> _WRITTEN TASK_
Change "gets one point" to "receives one point" in the items, starting with the line that contains "Each instance of the waterfall" and going on through the line that contains "[[148, 112], [204, 134], [2, 103], [224, 151]]". Give back only those lines, with everything else unchanged.

> _RECORDED DATA_

..........

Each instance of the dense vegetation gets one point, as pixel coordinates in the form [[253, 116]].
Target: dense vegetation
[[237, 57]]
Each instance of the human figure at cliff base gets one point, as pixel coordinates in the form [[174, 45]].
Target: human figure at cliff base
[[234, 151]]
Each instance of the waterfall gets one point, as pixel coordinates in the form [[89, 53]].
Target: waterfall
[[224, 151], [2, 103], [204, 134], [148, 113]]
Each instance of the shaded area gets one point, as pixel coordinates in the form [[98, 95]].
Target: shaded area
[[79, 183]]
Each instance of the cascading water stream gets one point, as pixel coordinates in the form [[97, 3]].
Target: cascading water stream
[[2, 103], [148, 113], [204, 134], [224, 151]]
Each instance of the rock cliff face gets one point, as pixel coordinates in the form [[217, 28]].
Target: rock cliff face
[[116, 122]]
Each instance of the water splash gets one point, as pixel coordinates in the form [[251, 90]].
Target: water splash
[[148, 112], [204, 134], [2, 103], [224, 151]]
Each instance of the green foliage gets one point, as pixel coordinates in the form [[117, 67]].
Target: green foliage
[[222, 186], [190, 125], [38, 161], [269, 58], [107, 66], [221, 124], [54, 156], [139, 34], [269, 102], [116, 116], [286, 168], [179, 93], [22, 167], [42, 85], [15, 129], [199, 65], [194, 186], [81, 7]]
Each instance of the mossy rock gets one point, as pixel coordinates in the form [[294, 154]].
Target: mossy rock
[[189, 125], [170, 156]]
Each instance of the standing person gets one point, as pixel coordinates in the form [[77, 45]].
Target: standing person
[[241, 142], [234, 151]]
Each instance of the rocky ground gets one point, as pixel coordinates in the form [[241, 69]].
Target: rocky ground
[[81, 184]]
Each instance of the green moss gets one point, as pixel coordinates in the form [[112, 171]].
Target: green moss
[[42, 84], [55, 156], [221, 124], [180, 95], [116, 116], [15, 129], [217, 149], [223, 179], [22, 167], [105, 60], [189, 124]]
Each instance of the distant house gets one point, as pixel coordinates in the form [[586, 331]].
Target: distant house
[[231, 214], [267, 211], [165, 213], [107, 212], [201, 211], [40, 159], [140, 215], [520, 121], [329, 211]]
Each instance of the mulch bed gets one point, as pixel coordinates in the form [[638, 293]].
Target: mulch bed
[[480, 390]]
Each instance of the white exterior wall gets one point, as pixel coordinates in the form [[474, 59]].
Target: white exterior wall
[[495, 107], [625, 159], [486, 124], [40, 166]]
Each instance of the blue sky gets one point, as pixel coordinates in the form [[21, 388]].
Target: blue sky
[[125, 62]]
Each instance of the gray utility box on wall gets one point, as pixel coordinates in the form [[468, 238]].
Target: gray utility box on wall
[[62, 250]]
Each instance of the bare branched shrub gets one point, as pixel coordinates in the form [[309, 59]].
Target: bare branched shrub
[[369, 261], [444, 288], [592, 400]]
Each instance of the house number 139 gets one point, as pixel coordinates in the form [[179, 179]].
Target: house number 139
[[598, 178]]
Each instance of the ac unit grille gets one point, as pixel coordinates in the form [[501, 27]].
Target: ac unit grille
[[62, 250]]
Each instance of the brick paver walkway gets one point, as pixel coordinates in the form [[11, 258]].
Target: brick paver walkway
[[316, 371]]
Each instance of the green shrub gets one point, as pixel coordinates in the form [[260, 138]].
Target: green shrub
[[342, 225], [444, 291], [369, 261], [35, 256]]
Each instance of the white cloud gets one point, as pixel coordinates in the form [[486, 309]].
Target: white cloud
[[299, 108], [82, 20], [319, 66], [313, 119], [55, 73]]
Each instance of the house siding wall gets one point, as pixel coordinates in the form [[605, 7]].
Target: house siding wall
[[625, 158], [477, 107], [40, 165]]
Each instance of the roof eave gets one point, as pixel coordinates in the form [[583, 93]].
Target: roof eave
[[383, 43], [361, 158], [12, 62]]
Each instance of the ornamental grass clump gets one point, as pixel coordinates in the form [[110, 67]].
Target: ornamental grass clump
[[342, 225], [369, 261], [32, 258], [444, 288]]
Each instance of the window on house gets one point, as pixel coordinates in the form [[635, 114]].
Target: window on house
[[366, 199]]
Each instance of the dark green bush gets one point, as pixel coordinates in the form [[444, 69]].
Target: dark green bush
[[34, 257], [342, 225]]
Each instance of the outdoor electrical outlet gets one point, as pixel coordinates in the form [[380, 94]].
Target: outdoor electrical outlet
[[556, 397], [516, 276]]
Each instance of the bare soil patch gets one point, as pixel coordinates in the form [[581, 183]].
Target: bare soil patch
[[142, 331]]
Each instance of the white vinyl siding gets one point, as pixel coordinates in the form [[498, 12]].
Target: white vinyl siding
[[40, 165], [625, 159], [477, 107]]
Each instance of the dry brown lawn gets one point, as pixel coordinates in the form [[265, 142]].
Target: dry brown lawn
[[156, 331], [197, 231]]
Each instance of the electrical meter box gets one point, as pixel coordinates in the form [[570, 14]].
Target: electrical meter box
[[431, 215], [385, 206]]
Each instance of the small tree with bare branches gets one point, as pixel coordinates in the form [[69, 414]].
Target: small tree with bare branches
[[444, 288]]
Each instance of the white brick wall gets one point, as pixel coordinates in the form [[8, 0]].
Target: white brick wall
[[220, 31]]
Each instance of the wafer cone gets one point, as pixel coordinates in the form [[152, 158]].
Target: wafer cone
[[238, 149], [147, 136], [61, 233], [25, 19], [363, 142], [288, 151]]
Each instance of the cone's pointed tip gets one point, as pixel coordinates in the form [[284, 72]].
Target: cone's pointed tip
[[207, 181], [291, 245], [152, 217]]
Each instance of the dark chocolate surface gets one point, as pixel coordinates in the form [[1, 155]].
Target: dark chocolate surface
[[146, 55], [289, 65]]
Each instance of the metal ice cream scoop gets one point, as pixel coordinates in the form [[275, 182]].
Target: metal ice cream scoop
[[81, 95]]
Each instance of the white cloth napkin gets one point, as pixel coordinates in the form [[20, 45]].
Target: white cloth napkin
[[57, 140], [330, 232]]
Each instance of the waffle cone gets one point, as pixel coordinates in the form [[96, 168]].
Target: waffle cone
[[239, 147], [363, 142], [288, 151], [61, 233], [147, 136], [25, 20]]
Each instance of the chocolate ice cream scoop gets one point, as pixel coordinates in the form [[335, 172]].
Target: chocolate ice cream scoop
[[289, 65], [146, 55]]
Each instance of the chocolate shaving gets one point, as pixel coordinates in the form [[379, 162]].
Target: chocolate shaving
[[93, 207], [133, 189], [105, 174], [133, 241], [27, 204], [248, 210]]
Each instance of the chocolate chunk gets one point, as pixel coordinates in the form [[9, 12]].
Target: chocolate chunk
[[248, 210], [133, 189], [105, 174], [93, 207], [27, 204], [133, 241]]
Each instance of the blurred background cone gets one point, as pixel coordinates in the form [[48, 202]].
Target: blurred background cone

..........

> _SOLVED EXERCISE_
Each instance of the waterfall receives one point, as pixel coordinates in the form [[89, 53]].
Target: waterfall
[[224, 151], [2, 103], [204, 134], [148, 113]]
Each instance of the shaded area receives one point, as pixel coordinates in the form [[98, 95]].
Target: shaded area
[[79, 183]]
Each instance of the cascading water stream receives one point, as pixel coordinates in the form [[97, 3]].
Target: cascading water stream
[[2, 103], [148, 113], [204, 134], [224, 151]]
Each instance of the rock cliff face receives one point, as pixel coordinates in the form [[217, 28]].
Target: rock cliff face
[[116, 122]]
Each instance of the water splash receives one point, as pixel coordinates in the form [[251, 90]].
Target: water splash
[[148, 112], [204, 134], [2, 103], [224, 151]]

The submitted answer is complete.